▶ _Exercise details_
Quote, word for word, the lines of the records below from the line containing "Each instance of the sofa" through the end of the records, including both ends.

(Point placement records)
☆ ☆ ☆ ☆ ☆ ☆ ☆
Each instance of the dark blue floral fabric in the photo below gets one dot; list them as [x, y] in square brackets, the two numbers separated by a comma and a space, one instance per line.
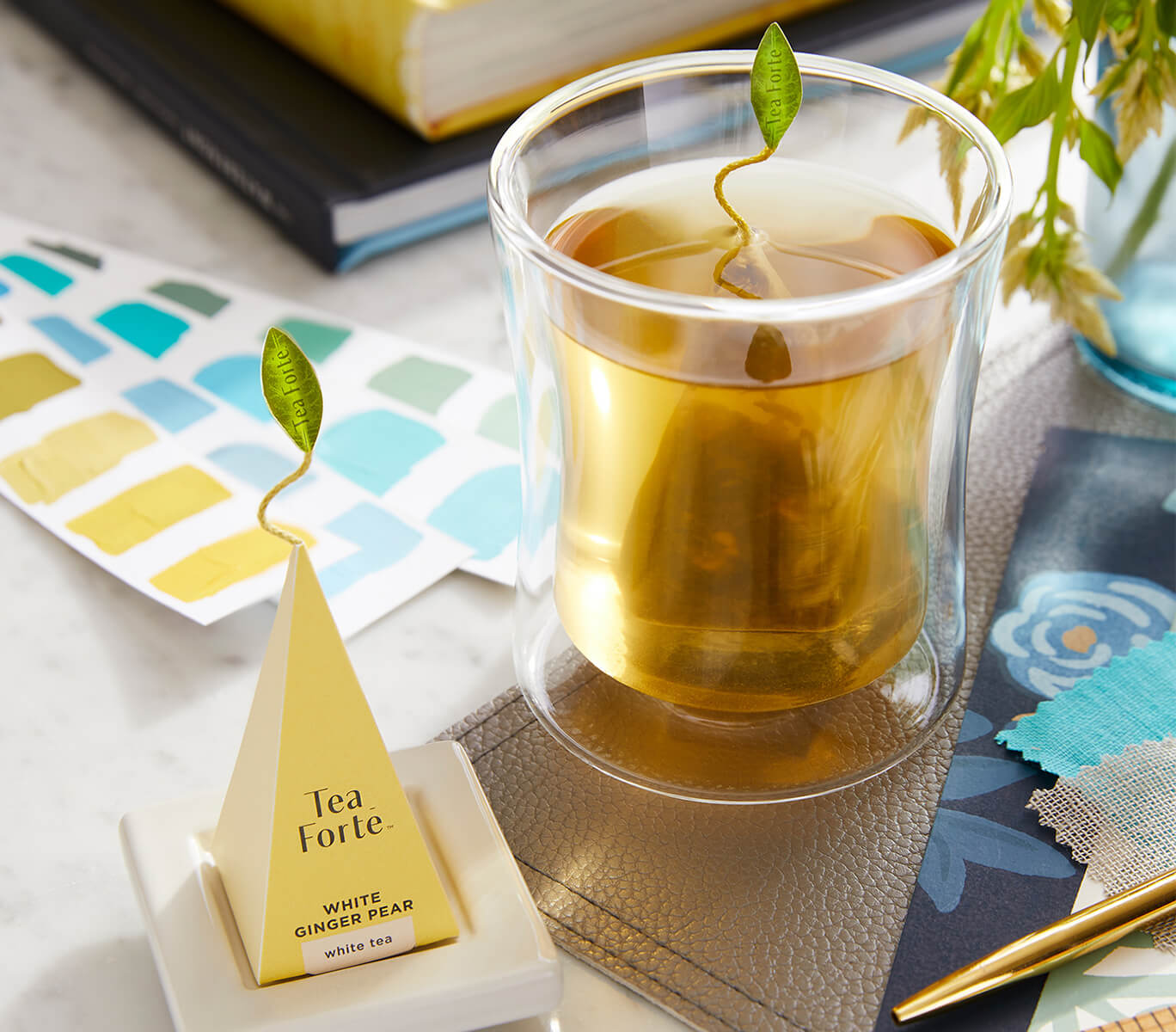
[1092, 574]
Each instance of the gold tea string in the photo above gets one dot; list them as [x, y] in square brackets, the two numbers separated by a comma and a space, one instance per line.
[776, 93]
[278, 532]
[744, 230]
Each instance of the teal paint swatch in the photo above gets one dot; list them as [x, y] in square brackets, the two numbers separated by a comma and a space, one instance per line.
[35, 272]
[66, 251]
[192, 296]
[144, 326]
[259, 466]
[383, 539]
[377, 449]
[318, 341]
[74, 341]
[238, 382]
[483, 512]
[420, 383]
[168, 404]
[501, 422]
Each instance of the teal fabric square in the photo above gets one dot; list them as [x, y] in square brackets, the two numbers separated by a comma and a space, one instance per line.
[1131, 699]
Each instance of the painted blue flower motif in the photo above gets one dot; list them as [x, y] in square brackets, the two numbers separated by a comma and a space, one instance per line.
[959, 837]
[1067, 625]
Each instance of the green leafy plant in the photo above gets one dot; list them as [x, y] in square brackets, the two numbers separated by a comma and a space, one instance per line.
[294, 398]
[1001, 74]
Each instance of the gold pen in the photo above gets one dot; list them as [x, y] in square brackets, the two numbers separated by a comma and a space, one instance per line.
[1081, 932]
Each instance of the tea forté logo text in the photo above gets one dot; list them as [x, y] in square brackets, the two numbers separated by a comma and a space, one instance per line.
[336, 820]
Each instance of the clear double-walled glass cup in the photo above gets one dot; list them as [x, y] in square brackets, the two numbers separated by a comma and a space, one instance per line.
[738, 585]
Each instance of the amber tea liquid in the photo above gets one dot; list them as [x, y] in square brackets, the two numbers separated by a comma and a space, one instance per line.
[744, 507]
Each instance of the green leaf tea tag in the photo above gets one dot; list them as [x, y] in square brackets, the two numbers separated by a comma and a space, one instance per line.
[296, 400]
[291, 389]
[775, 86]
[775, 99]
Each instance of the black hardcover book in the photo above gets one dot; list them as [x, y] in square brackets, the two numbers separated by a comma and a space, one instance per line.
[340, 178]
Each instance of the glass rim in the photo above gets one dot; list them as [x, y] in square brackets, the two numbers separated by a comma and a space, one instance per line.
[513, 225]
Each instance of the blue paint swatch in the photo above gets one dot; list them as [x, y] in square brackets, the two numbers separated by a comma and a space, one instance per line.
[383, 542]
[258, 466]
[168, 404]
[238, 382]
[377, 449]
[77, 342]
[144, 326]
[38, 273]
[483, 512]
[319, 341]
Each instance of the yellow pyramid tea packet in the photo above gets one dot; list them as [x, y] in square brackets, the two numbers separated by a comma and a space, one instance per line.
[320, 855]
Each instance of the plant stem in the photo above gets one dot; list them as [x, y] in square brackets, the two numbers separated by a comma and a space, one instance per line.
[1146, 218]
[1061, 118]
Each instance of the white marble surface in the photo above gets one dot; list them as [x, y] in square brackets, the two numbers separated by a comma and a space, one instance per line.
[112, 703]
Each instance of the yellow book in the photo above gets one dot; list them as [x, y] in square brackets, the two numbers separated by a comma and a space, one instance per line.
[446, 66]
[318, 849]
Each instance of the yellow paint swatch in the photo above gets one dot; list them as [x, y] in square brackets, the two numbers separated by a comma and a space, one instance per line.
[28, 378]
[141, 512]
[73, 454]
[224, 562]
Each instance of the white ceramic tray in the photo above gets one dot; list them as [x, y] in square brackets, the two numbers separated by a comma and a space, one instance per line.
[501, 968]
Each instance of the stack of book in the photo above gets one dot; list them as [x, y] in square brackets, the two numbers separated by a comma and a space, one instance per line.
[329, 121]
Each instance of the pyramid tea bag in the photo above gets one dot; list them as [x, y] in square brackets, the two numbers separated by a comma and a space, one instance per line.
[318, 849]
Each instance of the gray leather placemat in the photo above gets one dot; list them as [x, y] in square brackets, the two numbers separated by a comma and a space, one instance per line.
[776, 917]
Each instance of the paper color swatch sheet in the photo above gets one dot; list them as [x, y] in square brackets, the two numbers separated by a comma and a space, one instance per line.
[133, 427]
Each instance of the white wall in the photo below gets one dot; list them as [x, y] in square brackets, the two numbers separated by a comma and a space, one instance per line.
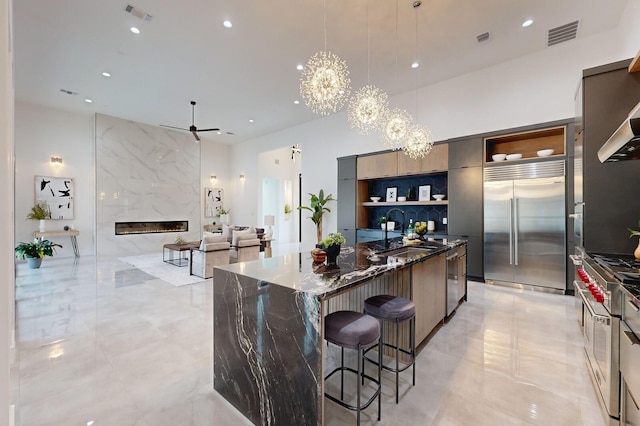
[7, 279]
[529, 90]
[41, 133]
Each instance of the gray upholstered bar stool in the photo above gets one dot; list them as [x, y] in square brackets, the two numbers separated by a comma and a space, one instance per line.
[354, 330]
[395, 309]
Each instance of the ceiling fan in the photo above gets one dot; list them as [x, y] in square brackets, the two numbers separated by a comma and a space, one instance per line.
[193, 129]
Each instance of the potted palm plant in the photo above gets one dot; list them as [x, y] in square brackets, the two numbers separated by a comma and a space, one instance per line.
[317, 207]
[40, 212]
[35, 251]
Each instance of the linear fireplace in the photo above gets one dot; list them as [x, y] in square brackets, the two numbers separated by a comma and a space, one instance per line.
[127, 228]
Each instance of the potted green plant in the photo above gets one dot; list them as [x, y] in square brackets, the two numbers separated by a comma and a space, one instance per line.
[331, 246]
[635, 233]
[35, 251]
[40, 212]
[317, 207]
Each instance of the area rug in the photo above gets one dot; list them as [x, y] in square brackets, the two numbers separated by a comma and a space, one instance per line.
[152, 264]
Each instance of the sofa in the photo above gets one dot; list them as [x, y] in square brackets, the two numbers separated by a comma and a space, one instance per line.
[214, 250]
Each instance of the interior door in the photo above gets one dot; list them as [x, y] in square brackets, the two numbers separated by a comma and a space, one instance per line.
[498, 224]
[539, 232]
☆ ☆ ☆ ☆ ☆ ☆ ☆
▶ _Answer to this exercise_
Each instance of the sofa in the photo above gets one dot; list them as [x, y] in square brackets, the two numbers separated by a comma and a space, one instance per line.
[214, 250]
Each instance of the interior door in the photo above gets one dot; list them as [x, y] in square brackets, the two numbers separated by a comma and a space, one instance per line.
[498, 224]
[539, 232]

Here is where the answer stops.